REGISTRAR, CELEBRAR E AGRADECER :  O  cotidiano negro em  Maceió.


Prof. Sávio: Eu só queria que o Celestino, que o Joca e o Luís Marinho tivessem ouvindo essa conversa. Eu acho que deve ‘tá’ por aqui. [Jeamerson - Deve ‘tá’ por aqui sim.]

É com esse trecho da entrevista que realizei  com professor Sávio  para minha pesquisa  do Mestrado em Culturas Populares, que compartilho com a mesma  disposição e gentileza com a qual foi concedida, suas memórias e historias que  são de importância para quem quer estudar, conhecer  e celebrar a presença negra pelo olhar da força e da resistência.
Em minhas pesquisas sobre o artista plástico José Zumba, vou encontrando novos caminhos que nos leva para o reconhecimento e registro de grandes momentos da historia dos negros alagoanos, e um desses caminhos nos leva para  aqueles  encontros de encruzilhadas:  foi assim a entrevista com o professor e pesquisador Savio de Almeida, relatos de uma vivencia compartilhada,  de experiência de enfrentamentos,  e de risos sobre a  Salva de Exu.
Um momento de pesquisa mágico, ouvindo mais que perguntando, chegamos onde a memoria  vai   a realidade resultante das ações do passado, ao iniciar nosso encontro com a curiosidade de como chegou ate ao artista  plástico José Zumba, a ideia de pintar o quadro Tia Marcelina e encontramos bem mais do que buscávamos: encontramos os “anônimos”, que são os homens negros religiosos organizados  e  corajosos.
Registrar parte  da historia contemporânea  das  lutas travadas em Maceió, por liberdade   religiosa e perceber essa dinâmica pela perspectiva negra é muito significante, o espaço para os homens  negros e sua cultura e  religião  eram absolutamente perseguidos  marginalizados, invisibilizados; compreender  a força do enfrentamento  de tudo isso  é o posso afirma como fundamental.
Por isso a importância  da  entrevista  do professor Sávio, parte  dessa possibilidade  de cruzar  nosso caminhar com outros que como  lamenta o professor  não estão aqui para ver o resultado  de  suas lutas, uma Maceió negra  que não  se cala mais, que sai as ruas não pra celebrar  o Quebra, mas para exaltar  a resistência de Tia Marcelina, sai as rua pra afirmar que não somos o que sobrou do Quebra, somos o que resistiu ao Quebra  e resiste ate hoje pela vida da juventude negra e  liberdade  religiosa.
###
Tarefa proposta: Transcreva o trecho do texto sobre o cotidiano negro em Maceió começando em "É com esse trecho" e seguindo até "Salva de Exu.", inclusive.
###
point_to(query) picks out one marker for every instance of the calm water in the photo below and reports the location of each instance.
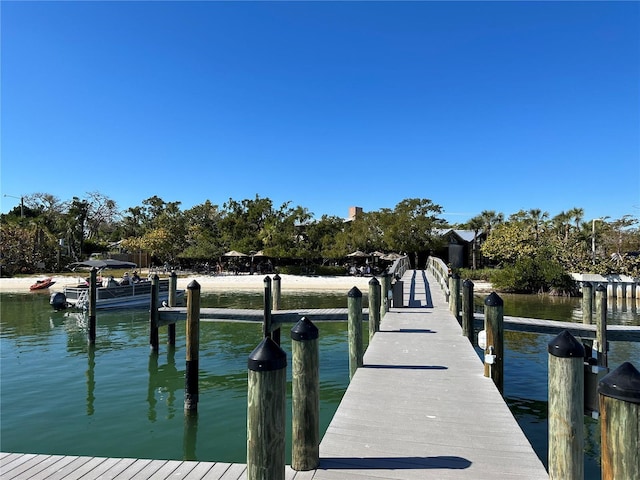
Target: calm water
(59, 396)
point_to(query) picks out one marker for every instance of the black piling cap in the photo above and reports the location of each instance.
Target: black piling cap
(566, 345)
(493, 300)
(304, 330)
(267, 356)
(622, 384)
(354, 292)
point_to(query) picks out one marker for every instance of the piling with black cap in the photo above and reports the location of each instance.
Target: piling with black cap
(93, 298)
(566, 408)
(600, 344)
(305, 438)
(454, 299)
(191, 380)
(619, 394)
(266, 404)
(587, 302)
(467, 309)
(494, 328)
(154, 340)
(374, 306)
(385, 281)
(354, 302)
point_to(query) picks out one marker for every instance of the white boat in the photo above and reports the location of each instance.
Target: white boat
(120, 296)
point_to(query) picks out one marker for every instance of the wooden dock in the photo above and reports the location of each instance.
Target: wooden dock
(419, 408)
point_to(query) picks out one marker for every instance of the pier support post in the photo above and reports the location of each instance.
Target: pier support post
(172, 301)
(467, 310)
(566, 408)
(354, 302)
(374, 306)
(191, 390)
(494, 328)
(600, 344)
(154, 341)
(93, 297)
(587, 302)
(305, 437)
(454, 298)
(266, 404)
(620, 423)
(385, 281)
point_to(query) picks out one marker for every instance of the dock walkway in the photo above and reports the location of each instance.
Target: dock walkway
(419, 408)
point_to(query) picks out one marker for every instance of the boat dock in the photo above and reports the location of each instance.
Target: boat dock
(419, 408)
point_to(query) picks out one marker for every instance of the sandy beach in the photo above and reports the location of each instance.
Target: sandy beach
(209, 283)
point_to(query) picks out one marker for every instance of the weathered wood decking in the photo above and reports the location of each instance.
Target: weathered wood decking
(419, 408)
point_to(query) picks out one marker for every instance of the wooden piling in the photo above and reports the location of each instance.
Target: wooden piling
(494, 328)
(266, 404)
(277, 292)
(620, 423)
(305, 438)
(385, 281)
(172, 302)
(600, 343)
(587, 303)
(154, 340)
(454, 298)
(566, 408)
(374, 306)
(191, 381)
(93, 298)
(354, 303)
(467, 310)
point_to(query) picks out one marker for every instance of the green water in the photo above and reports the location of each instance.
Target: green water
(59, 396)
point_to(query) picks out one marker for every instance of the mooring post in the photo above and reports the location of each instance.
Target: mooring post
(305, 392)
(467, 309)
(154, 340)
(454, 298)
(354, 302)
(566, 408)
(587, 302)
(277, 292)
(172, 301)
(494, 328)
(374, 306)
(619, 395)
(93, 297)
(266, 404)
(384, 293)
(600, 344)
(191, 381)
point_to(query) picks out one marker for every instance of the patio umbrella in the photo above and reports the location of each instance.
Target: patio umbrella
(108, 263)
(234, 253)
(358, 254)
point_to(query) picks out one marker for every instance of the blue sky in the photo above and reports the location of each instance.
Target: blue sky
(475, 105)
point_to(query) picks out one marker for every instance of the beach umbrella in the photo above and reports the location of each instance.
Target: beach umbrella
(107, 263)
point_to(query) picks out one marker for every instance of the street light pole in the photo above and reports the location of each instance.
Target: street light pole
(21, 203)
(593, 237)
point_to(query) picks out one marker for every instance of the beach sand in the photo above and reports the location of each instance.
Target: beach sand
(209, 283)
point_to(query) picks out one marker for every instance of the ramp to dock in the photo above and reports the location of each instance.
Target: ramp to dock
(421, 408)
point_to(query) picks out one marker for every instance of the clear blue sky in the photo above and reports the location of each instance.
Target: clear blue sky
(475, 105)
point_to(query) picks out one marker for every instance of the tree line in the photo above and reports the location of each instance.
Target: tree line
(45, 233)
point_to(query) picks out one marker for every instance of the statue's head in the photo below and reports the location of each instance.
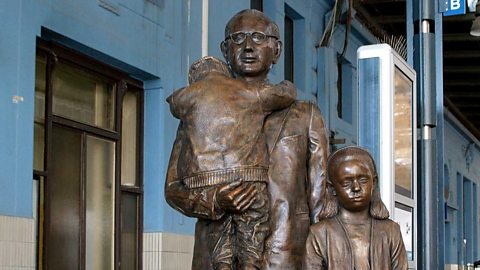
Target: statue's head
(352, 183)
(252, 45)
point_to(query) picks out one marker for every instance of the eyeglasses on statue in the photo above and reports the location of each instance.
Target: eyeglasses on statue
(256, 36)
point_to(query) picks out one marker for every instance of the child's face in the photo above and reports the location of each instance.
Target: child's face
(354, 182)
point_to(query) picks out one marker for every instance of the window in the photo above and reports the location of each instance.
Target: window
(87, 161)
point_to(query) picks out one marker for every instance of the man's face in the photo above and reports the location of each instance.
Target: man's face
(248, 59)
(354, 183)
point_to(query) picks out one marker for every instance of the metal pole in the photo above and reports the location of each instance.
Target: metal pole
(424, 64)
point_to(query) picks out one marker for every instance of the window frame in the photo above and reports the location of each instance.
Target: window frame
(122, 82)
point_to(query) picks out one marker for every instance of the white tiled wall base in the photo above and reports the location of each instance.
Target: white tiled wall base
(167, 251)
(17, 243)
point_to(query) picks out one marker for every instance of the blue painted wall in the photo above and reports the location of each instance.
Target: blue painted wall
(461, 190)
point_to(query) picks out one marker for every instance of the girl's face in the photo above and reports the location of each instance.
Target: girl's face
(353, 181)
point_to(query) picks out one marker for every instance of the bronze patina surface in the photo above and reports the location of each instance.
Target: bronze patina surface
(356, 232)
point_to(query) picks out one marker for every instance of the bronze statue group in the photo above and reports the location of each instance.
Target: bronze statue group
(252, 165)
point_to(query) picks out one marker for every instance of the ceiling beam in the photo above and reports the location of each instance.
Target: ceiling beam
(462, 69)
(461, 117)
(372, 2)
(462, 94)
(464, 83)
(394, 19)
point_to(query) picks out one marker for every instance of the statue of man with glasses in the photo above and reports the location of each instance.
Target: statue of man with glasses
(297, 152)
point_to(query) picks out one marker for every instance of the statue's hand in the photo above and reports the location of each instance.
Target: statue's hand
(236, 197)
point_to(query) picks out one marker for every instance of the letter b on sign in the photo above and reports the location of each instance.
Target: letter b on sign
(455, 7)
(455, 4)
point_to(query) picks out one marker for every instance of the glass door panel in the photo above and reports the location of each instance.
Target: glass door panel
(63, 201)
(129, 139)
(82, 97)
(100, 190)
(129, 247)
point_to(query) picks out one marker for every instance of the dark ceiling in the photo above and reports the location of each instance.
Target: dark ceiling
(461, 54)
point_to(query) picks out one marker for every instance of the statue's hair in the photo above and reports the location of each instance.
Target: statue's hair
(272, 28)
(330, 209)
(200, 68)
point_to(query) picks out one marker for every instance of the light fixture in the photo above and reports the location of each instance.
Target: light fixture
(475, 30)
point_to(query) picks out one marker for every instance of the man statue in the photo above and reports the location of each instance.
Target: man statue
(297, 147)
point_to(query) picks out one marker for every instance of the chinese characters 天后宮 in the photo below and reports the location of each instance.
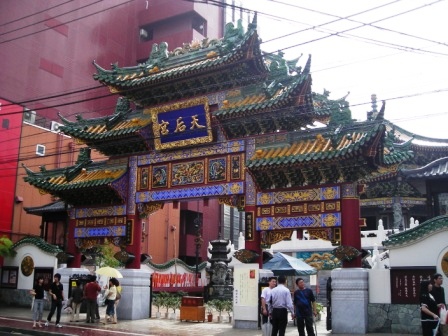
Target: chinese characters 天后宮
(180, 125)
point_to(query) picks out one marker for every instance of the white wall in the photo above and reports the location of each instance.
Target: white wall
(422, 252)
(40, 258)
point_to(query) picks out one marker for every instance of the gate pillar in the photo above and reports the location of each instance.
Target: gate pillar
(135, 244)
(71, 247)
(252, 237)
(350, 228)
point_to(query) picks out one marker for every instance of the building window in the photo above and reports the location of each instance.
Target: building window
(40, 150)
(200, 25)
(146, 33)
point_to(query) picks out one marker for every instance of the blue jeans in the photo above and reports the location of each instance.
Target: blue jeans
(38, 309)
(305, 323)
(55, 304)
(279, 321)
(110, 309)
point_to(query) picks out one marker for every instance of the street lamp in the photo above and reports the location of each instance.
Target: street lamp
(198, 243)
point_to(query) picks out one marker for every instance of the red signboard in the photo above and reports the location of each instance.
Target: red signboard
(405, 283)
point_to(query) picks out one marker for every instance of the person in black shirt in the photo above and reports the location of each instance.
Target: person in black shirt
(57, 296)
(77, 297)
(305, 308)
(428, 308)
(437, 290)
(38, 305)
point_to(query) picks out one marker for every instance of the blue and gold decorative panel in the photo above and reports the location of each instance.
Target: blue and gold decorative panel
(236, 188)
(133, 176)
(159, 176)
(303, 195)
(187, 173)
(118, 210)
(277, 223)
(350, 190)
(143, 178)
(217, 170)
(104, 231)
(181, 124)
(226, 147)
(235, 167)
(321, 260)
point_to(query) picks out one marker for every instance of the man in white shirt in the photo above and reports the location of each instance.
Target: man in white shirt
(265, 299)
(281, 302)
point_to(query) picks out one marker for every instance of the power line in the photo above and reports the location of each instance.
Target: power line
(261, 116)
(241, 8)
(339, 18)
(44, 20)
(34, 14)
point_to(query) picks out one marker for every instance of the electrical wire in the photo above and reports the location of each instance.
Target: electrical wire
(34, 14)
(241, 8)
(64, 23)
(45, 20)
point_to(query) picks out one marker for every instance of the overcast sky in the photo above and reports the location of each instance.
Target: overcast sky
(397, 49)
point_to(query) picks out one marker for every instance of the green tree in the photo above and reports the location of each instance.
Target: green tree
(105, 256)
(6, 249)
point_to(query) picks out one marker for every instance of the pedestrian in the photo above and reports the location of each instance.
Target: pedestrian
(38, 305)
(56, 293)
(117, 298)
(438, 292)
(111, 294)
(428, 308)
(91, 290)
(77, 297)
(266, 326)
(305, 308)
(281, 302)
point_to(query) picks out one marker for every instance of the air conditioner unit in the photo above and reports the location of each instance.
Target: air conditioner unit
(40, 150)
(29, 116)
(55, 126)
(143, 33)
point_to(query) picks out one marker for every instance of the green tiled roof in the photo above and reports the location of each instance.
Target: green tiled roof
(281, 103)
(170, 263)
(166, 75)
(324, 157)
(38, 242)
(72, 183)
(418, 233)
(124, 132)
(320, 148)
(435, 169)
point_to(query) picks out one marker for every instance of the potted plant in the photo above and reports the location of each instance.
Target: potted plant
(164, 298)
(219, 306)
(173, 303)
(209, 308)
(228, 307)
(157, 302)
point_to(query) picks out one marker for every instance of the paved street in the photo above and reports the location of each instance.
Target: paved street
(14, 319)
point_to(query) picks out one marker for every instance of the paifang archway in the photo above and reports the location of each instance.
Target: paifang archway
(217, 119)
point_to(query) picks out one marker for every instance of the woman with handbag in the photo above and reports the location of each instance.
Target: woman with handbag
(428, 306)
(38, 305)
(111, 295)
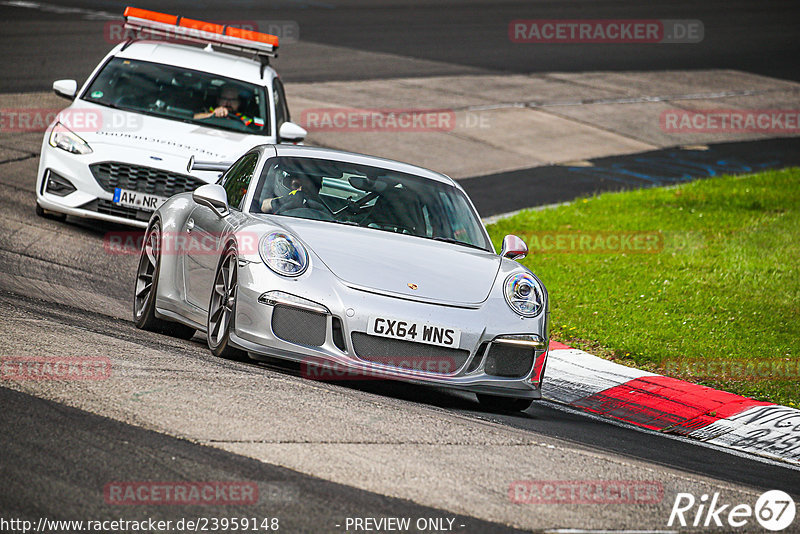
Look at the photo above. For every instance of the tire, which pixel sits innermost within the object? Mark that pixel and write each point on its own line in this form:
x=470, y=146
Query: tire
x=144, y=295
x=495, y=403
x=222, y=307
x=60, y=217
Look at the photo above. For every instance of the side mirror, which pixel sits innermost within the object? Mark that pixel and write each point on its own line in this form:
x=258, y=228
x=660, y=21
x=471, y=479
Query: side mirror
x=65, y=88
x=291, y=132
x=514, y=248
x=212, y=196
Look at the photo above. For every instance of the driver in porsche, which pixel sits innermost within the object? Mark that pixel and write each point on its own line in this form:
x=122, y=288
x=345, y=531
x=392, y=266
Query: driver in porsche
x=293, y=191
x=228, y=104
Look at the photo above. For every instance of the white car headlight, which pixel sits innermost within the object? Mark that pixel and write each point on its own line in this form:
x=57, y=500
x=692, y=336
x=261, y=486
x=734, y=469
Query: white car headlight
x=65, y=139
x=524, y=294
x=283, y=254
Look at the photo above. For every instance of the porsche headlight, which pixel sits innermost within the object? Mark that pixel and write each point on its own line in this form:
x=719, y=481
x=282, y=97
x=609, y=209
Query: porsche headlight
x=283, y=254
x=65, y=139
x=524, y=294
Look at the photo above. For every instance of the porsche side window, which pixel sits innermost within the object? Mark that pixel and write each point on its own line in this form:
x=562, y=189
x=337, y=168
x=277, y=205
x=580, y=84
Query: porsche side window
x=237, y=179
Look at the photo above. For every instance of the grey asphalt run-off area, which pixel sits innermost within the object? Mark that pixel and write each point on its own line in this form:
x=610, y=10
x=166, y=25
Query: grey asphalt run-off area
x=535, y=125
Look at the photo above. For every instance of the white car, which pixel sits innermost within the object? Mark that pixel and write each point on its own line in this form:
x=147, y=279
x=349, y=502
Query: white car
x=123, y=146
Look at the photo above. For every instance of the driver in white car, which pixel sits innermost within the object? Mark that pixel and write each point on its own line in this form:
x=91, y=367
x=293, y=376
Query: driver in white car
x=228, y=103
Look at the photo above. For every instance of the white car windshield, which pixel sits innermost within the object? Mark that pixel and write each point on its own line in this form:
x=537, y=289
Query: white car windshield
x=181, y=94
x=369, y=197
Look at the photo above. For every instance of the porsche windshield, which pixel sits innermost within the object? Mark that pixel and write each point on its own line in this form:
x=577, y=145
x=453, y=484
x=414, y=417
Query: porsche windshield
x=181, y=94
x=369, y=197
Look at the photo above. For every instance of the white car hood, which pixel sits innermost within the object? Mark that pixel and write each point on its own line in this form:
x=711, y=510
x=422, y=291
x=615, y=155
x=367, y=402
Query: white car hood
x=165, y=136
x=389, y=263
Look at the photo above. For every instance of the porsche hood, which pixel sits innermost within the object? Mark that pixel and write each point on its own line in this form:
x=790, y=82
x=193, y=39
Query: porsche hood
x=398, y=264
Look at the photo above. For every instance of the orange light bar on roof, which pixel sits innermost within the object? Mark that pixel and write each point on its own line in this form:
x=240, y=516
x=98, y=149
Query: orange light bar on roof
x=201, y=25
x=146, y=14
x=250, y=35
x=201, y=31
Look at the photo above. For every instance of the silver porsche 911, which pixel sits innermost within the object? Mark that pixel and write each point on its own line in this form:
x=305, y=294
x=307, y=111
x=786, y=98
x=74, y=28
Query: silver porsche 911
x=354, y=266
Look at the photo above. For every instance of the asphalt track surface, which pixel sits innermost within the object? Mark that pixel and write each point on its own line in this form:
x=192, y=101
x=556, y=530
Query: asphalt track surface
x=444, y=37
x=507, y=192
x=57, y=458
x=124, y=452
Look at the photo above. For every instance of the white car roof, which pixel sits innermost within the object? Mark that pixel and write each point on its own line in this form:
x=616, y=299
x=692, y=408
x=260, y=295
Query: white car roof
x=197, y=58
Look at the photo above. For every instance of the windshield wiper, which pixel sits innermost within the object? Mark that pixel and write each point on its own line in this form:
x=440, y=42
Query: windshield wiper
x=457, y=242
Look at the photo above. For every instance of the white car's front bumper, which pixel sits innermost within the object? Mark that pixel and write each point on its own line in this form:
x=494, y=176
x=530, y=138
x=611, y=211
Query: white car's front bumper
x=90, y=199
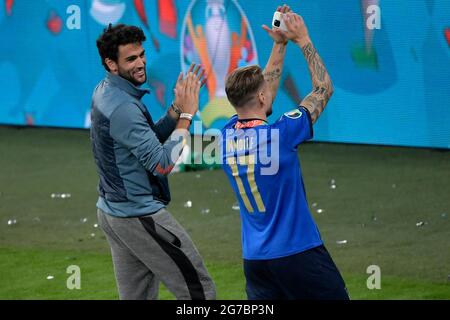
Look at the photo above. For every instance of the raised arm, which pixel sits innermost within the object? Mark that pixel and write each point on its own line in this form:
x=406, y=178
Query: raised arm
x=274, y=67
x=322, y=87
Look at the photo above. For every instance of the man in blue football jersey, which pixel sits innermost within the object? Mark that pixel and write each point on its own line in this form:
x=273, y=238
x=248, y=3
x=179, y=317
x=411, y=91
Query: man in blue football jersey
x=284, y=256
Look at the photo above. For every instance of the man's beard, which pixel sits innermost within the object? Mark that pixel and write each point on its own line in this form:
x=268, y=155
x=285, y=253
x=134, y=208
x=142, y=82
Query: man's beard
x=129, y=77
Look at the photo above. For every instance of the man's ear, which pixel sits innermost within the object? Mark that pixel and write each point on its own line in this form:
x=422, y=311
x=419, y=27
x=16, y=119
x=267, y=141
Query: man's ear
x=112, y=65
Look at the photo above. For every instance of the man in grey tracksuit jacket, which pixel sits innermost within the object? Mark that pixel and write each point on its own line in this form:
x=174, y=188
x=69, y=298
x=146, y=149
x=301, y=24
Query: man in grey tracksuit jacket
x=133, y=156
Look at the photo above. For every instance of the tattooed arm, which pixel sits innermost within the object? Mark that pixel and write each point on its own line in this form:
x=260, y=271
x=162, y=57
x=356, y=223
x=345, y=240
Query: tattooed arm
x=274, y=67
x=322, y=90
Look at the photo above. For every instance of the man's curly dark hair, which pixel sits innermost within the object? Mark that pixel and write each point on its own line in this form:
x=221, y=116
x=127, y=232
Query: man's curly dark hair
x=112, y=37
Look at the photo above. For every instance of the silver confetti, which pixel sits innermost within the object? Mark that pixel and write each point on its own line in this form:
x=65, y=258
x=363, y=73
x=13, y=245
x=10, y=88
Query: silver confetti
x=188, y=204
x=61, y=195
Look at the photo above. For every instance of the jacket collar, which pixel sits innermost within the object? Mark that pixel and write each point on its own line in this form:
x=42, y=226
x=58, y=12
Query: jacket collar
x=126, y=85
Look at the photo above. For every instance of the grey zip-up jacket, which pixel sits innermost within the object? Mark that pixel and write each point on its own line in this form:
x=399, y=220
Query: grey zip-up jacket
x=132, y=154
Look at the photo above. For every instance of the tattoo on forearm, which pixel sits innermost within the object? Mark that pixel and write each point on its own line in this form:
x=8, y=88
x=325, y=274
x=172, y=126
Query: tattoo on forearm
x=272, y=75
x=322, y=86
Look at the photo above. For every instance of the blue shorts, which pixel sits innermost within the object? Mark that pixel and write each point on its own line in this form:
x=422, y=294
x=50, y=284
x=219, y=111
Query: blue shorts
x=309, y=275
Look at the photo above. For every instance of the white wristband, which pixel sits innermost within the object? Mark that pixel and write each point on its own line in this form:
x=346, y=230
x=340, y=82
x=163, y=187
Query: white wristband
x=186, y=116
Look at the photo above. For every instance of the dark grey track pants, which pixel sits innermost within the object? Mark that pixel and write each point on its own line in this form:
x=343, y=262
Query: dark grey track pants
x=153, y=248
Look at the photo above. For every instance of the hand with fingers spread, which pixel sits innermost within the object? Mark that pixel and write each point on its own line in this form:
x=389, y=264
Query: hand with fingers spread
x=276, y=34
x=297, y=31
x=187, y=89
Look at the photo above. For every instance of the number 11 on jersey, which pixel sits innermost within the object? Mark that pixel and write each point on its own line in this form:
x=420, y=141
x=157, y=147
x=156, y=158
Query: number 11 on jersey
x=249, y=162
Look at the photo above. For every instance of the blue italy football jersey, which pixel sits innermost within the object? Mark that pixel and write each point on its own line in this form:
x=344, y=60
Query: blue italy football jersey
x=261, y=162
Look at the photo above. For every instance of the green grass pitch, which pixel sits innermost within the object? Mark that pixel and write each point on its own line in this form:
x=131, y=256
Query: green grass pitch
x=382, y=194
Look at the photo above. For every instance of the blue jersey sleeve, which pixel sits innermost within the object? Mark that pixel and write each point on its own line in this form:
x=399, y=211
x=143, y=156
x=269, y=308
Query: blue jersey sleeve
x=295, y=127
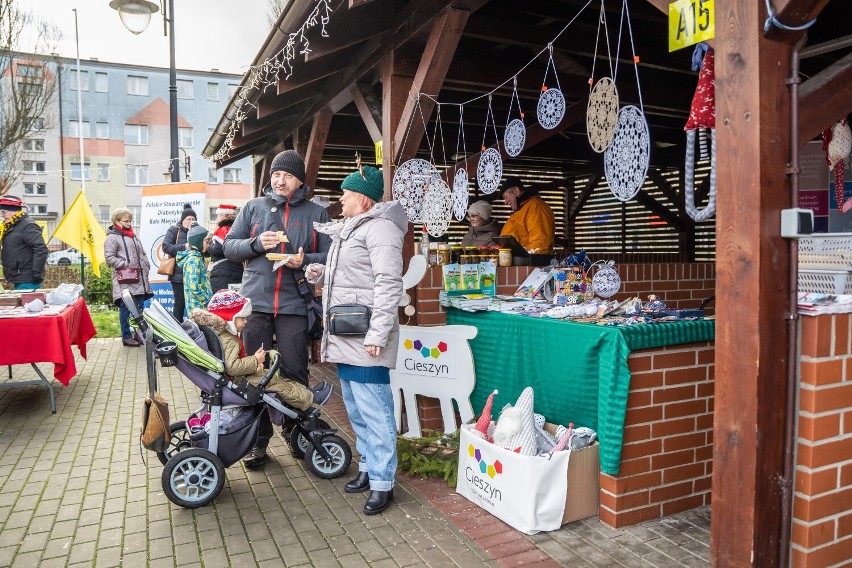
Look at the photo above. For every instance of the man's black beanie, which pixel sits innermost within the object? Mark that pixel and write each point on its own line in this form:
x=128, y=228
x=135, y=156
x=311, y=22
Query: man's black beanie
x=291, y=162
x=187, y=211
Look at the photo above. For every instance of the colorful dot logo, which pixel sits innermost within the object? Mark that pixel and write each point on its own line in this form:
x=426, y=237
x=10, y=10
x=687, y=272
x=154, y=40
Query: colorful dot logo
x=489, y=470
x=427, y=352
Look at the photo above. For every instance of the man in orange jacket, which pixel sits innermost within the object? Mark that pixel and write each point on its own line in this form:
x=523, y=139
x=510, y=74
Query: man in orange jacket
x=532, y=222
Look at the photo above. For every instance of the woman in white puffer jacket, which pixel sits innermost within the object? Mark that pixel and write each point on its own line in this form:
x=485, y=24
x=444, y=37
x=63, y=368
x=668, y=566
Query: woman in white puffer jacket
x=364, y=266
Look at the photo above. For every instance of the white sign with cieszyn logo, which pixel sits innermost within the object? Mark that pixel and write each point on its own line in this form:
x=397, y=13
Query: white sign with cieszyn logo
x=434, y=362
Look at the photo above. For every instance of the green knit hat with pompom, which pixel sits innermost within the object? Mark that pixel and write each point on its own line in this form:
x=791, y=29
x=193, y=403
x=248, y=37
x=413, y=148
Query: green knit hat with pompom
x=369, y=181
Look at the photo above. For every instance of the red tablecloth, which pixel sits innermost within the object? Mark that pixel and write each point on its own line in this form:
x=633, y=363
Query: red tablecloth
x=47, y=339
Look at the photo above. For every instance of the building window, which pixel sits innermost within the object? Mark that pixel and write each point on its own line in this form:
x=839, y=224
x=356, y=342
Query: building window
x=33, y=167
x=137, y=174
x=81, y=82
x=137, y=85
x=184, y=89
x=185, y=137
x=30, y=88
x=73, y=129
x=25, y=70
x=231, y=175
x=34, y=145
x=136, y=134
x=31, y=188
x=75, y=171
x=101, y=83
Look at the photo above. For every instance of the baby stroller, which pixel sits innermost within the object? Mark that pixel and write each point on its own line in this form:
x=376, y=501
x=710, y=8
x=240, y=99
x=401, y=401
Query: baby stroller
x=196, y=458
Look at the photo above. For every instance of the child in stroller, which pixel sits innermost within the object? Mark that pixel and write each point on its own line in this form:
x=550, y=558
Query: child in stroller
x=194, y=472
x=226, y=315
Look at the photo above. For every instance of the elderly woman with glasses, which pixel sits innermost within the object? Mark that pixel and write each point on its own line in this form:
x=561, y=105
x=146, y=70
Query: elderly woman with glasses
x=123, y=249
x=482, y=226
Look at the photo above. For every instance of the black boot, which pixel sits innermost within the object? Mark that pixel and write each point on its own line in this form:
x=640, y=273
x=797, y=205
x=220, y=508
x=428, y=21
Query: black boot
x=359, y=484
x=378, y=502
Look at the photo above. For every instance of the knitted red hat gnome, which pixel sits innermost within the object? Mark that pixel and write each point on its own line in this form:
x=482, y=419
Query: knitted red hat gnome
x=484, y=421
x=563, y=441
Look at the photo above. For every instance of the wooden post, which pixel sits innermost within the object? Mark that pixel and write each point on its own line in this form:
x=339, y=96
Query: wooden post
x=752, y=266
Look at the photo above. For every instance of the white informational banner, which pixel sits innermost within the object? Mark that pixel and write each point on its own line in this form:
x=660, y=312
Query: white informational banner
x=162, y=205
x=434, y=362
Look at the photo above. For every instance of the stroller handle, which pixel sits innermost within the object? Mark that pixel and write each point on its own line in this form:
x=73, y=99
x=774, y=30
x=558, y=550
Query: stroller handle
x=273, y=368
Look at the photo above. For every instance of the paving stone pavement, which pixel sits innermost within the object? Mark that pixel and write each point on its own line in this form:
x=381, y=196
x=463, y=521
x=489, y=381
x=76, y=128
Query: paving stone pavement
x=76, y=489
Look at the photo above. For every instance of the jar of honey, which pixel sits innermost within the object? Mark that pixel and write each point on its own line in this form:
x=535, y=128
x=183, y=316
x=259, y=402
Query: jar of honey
###
Solução:
É com esse trecho da entrevista que realizei  com professor Sávio  para minha pesquisa  do Mestrado em Culturas Populares, que compartilho com a mesma  disposição e gentileza com a qual foi concedida, suas memórias e historias que  são de importância para quem quer estudar, conhecer  e celebrar a presença negra pelo olhar da força e da resistência.
Em minhas pesquisas sobre o artista plástico José Zumba, vou encontrando novos caminhos que nos leva para o reconhecimento e registro de grandes momentos da historia dos negros alagoanos, e um desses caminhos nos leva para  aqueles  encontros de encruzilhadas:  foi assim a entrevista com o professor e pesquisador Savio de Almeida, relatos de uma vivencia compartilhada,  de experiência de enfrentamentos,  e de risos sobre a  Salva de Exu.